START EXTRACTED RECORDS

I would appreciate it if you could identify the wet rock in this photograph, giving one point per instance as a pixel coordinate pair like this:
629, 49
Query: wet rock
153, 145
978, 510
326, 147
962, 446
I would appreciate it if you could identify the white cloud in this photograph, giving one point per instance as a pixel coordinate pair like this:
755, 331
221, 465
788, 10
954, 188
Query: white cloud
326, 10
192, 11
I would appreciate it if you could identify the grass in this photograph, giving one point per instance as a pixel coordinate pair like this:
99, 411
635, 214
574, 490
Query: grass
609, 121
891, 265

END EXTRACTED RECORDS

▶ WHAT TO DO
Write out every entry again, keeping each line exactly the same.

▶ SOLUTION TO THE EXERCISE
I would appreciate it if you could identify the wet rock in this photograph, giving one point per instance as a pixel coordinate pair like this:
629, 49
Query: wet rock
153, 145
978, 510
326, 147
962, 446
I would appreciate it if you could identify the white cloud in this photograph, giving one point per instance as a pixel coordinate pair like this:
755, 331
221, 465
788, 10
954, 188
Query: white cloud
326, 10
192, 11
I would appreciate it if you could identify the grass in this photograph, giving one point per instance as a pixel coordinate pair like this:
99, 411
635, 214
574, 490
Query: grass
609, 121
891, 265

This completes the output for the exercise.